Task instructions:
1. Reproduce the market commentary between "Yesterday’s decline took" and "level.  Got it?", inclusive.
2. Answer these from the market commentary:
(a) What S&P 500 level marked the upside of the band the market had been trading in?
(b) How many points wide was the prior range?
(c) What new support level does the theory give for the S&P 500?

Text shown:
_ _ _

Yesterday’s decline took us down through prior support levels that had held ground on several occasions during the last month or so.  In essence, we had been trading in a band with 1000 on the S&P 500 as the upside and the 2001 lows of 820 on the downside.  In technical jargon, when the markets break through either support levels on the downside or resistance levels on the upside, the theory is that the new range on the upside or downside should be as wide as the prior range.  So, the theory goes, with a 180 point prior range, the new support level on the S&P 500 would be 820 minus 180, which is 640, with the new resistance level as 820, which was the prior support level.  Got it?

_ _ _

Data lines:

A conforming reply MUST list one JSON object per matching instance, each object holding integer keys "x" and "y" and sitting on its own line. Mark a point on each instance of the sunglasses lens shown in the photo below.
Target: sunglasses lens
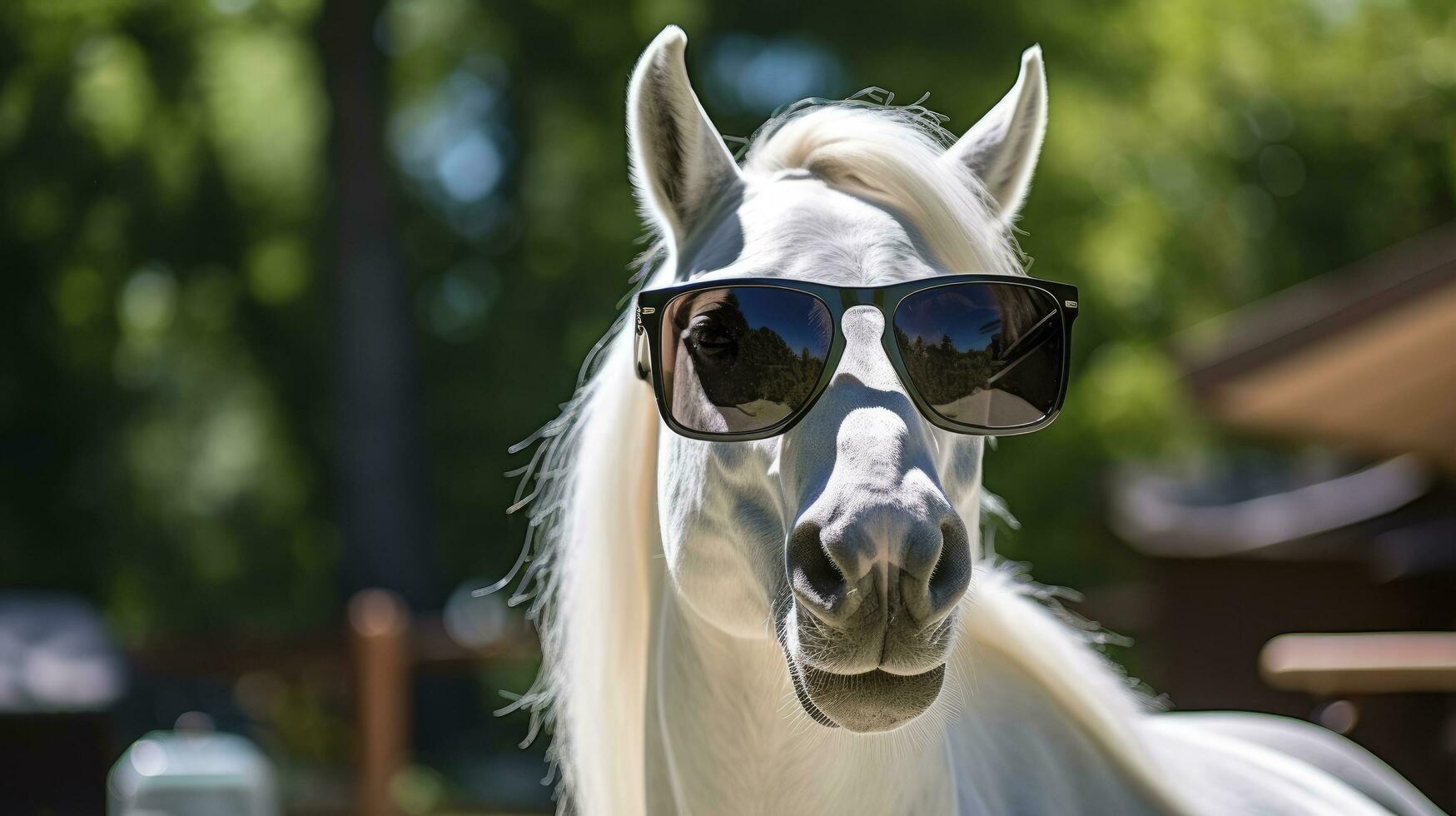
{"x": 742, "y": 359}
{"x": 983, "y": 355}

_ _ _

Worked solutions:
1.
Yesterday’s decline took us down through prior support levels that had held ground on several occasions during the last month or so.  In essence, we had been trading in a band with 1000 on the S&P 500 as the upside and the 2001 lows of 820 on the downside.  In technical jargon, when the markets break through either support levels on the downside or resistance levels on the upside, the theory is that the new range on the upside or downside should be as wide as the prior range.  So, the theory goes, with a 180 point prior range, the new support level on the S&P 500 would be 820 minus 180, which is 640, with the new resistance level as 820, which was the prior support level.  Got it?

2.
(a) 1000
(b) 180 points
(c) 640